* _WHAT IS EXPECTED_
Whenever a line below mentions the word "shadow", that line should be copied.

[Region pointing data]
+-------+
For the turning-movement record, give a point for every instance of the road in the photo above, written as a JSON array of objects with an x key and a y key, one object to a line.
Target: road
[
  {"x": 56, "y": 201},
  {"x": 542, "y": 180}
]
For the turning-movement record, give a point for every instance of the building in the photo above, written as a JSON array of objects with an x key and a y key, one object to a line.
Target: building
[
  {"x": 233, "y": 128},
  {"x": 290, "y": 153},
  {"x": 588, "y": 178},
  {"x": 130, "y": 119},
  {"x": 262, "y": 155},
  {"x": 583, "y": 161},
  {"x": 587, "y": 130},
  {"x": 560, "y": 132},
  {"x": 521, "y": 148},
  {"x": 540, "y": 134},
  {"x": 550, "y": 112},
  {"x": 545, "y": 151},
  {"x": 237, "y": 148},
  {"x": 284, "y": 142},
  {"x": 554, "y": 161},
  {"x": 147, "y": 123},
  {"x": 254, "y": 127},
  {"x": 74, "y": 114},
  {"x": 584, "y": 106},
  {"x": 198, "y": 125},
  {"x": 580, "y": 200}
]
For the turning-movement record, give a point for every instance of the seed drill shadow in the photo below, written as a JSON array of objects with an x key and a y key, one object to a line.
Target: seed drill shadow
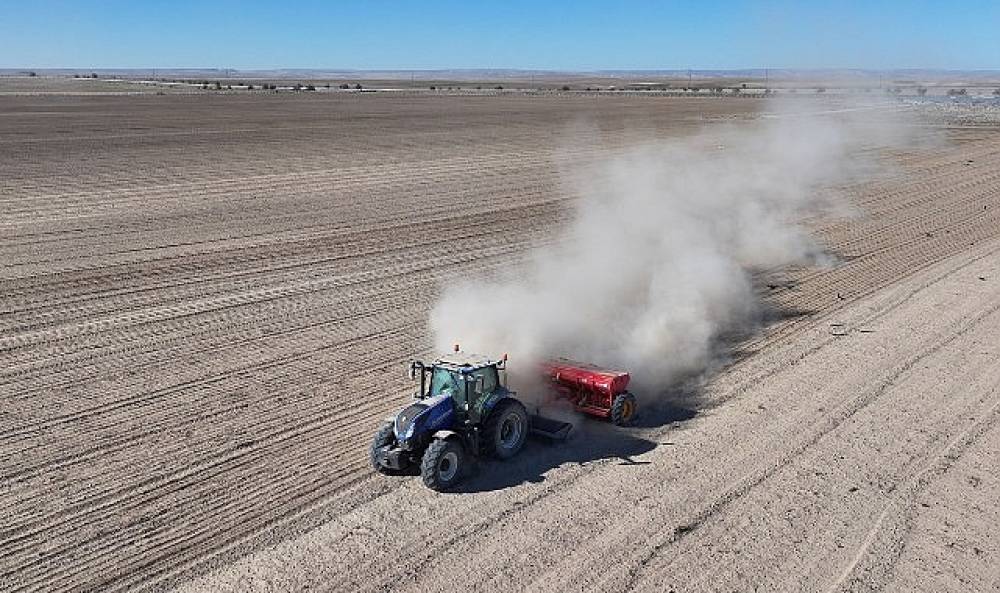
+-------+
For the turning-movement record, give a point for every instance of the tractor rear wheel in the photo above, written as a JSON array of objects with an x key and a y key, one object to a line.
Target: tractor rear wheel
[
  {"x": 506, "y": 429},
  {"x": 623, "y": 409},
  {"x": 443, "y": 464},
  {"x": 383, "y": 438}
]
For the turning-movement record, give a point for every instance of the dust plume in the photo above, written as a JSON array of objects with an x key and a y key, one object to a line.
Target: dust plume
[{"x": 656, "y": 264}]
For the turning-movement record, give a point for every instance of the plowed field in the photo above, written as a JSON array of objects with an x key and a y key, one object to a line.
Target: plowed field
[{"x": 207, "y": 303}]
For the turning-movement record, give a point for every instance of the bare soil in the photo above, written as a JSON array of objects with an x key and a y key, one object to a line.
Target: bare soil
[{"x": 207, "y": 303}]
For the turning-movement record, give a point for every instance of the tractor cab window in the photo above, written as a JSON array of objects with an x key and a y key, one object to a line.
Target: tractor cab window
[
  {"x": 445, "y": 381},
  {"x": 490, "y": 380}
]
+-------+
* _ANSWER TO THIS EXERCISE_
For the turning-movement record, give a point for every instance of the seed drill shadow in the photo below, written as a JSON array of objects with an x key and a y key, one object to a line.
Target: seed drill shadow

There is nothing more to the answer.